Given passage
════════════════════
From c3aaadcb165a7e188d808cc36507d8bd10a94524 Mon Sep 17 00:00:00 2001
From: Andrej <andrej.karpathy@gmail.com>
Date: Thu, 9 Jun 2022 20:55:27 +0000
Subject: [PATCH] split out train,test,new separately when reporting on
 sampling word identity

---
 makemore.py | 23 +++++++++++------------
 1 file changed, 11 insertions(+), 12 deletions(-)
diff --git a/makemore.py b/makemore.py
index 2026f15..53a98aa 100644
--- a/makemore.py
+++ b/makemore.py
@@ -252,8 +252,7 @@ def print_samples(num=10):
     top_k = args.top_k if args.top_k != -1 else None
     steps = train_dataset.get_output_length() - 1 # -1 because we already start with <START> token (index 0)
     X_samp = sample(model, X_init, steps, top_k=top_k).to('cpu')
-    unique_samples = []
-    had_samples = []
+    train_samples, test_samples, new_samples = [], [], []
     for i in range(X_samp.size(0)):
         # get the i'th row of sampled integers, as python list
         row = X_samp[i, 1:].tolist() # note: we need to crop out the first <START> token
@@ -262,17 +261,17 @@ def print_samples(num=10):
         row = row[:crop_index]
         word_samp = train_dataset.decode(row)
════════════════════
Material
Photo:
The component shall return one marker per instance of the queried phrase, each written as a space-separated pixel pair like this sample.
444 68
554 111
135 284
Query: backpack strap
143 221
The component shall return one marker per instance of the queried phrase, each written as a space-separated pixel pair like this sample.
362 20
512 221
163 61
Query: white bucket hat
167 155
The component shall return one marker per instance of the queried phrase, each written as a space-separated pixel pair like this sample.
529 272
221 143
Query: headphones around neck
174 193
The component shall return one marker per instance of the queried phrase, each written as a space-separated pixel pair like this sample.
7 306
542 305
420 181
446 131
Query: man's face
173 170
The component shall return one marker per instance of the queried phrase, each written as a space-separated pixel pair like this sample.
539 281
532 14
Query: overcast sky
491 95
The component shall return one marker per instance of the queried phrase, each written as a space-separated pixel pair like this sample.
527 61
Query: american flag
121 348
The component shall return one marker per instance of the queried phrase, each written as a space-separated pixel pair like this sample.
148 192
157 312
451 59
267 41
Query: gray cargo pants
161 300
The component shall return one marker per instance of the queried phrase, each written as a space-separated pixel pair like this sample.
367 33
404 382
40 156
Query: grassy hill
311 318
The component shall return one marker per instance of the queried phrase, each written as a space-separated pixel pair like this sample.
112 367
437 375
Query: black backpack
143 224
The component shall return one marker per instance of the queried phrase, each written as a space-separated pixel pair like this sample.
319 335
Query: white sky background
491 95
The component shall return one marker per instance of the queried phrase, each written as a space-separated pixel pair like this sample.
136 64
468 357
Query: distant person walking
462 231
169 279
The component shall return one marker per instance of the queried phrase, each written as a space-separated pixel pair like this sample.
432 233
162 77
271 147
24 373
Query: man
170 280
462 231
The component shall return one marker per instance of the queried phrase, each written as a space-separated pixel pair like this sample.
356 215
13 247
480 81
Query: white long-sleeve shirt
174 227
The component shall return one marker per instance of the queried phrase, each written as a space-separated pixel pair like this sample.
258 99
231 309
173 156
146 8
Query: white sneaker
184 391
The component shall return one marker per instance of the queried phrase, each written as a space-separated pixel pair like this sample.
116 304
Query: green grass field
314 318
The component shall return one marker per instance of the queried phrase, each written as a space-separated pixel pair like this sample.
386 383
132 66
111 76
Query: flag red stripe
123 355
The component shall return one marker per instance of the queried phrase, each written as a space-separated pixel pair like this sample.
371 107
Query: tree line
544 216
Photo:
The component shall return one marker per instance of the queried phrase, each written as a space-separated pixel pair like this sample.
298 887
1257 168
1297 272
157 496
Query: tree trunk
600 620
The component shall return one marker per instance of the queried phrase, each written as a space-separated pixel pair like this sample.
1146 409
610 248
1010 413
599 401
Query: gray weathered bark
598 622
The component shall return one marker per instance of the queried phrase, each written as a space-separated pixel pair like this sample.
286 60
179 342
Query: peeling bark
════════════════════
Say whether each statement agrees with the makemore.py patch, answering yes or no and quoting the deciding words of the patch: (a) the patch changes only one file; (b) the patch adds more lines than it deletes; (c) the code crops out the first <START> token from each sampled row. Rely on the makemore.py patch alone, not on the entries.

Result for this task
(a) Yes: "1 file changed, 11 insertions(+), 12 deletions(-)"
(b) No: "11 insertions(+), 12 deletions(-)"
(c) Yes: "# note: we need to crop out the first <START> token"